Instructions to follow. Reproduce all of the rows below, requests included, and shift every point coordinate in the answers by adding 98 to each number, leaving the requests and their format samples unchanged. Omit the pictures from your response.

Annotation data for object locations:
----------------
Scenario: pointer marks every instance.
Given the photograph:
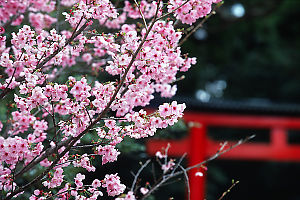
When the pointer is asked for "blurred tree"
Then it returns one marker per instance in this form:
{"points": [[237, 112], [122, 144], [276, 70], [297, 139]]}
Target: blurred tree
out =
{"points": [[253, 46]]}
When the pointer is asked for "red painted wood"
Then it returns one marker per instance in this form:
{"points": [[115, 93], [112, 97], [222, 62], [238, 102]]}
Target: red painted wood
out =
{"points": [[196, 155], [199, 147]]}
----------------
Exercise response.
Scenario: pointer marks every instance.
Given the photograph:
When the pointer is asked for "blurred tree"
Then it returns one marker per instance in this form:
{"points": [[237, 112], [122, 144], [276, 70], [297, 139]]}
Target: blurred tree
out =
{"points": [[351, 144]]}
When the pointer is asked for "red painted wood"
Then it returns one marker per instance in this form:
{"points": [[115, 93], [112, 97], [222, 62], [238, 102]]}
Target: red painted wood
out =
{"points": [[294, 253], [297, 245]]}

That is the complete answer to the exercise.